SELECTED EXTRACT =>
-- BEGIN --

Fine-Tuning Diffusion Models via Intermediate Distribution Shaping

Imagine you have a master chef (a Diffusion Model) who is incredibly talented at cooking. They've been trained on millions of recipes and can create a delicious meal from scratch. However, sometimes the chef makes mistakes: maybe the soup is too salty, or the presentation isn't quite what the customer asked for.

In the world of AI, we call this fine-tuning. We want to teach the chef to make better meals without firing them and hiring a new one from scratch.

This paper introduces two clever new ways to teach this chef, using a concept called "Intermediate Distribution Shaping." Here is the breakdown in simple terms:

1. The Problem: The Chef's "Black Box"

Usually, to teach a chef, you might say, "If the soup tastes good, give them a gold star; if it tastes bad, give them a red card." This is called Reinforcement Learning.

But with diffusion models (the AI chef), there's a catch. The chef doesn't just spit out a finished dish instantly. They start with a bowl of random noise (like a pile of unidentifiable ingredients) and slowly, step-by-step, turn it into a soup.

The Issue: By the time the soup is finished, it's too late to know exactly which step went wrong. Also, calculating the "perfect" score for the chef is mathematically impossible (intractable) for these complex models.

-- END --

RECORDED INFORMATION =>
-- BEGIN --

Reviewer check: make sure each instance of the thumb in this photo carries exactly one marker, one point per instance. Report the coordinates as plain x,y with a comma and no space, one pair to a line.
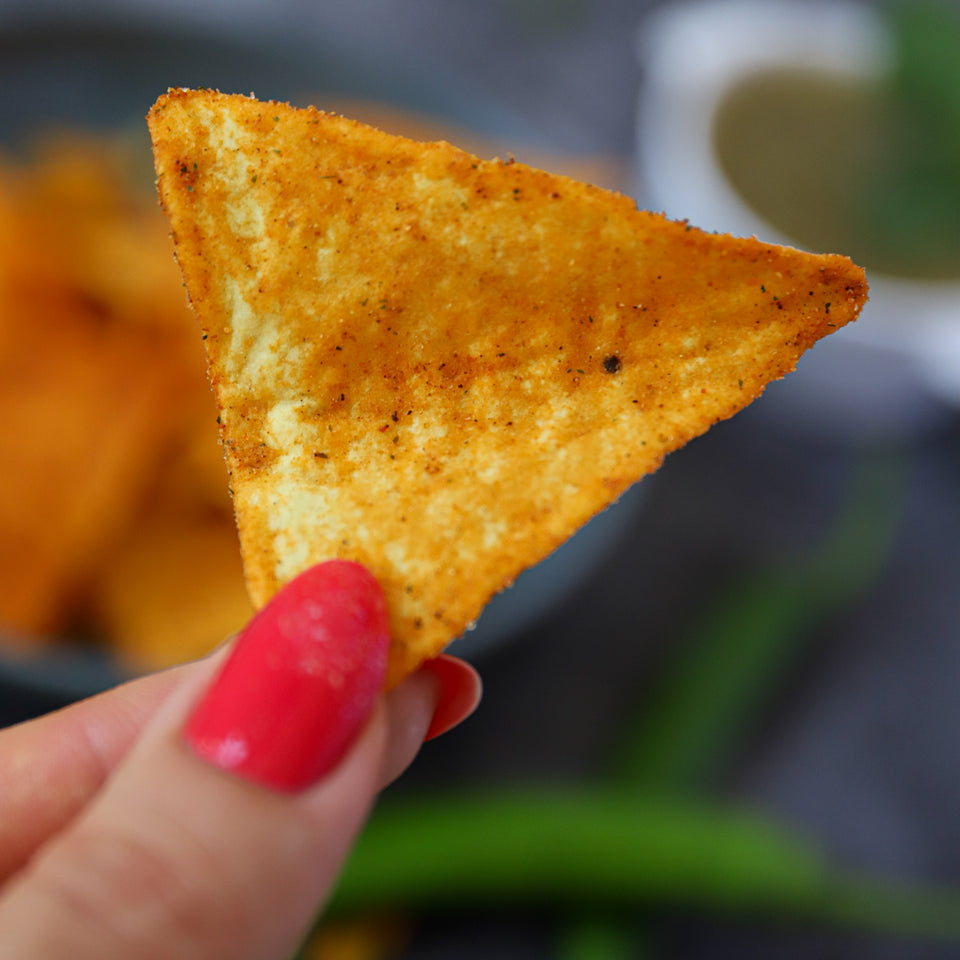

-- END --

WORK TO COMPLETE =>
(a) Return everything in the explainer on fine-tuning diffusion models from "The Issue: By" down to "these complex models.", word for word.
(b) Please resume the explainer on fine-tuning diffusion models, starting after its final sentence.

ANSWERS FOR THE EXERCISE =>
(a)
The Issue: By the time the soup is finished, it's too late to know exactly which step went wrong. Also, calculating the "perfect" score for the chef is mathematically impossible (intractable) for these complex models.

(b)
The Old Way: Previous methods tried to force the chef to learn by guessing the score at every single step, which was unstable and often made the chef worse at cooking.

2. The Solution: "GRAFT" (The Rejection Sampling Chef)

The authors first propose a method called GRAFT (Generalized Rejection sAmpling Fine-Tuning).

The Analogy: Imagine the chef makes 100 bowls of soup. You taste all 100. You keep the top 10 best ones and throw away the rest. You then say to the chef, "Next time, try to make soup that looks and tastes like these 10 winners."

Why it works: Instead of trying to calculate a complex math score for every single step, you just let the chef make many attempts, pick the winners, and learn from them. It's like a "Best of N" approach.
The Magic: The paper proves that this simple "pick the winners" method is mathematically equivalent to the complex, hard-to-calculate "perfect" teaching method.

3. The Big Innovation: "P-GRAFT" (The Mid-Course Correction)

This is the paper's main breakthrough. The authors realized that waiting until the soup is completely finished to judge it is actually inefficient.

The Analogy:
Imagine the chef is painting a picture.

Old Way: Wait until the painting is 100% done. If it's bad, throw it away. If it's good, keep it.
P-GRAFT Way: Stop the chef when the painting is 75% done. Look at the canvas. If the colors are already looking promising, keep that canvas and tell the chef, "Great job so far! Now, finish the rest of the painting using your original, untrained skills."

Why is this better? (The Bias-Variance Tradeoff)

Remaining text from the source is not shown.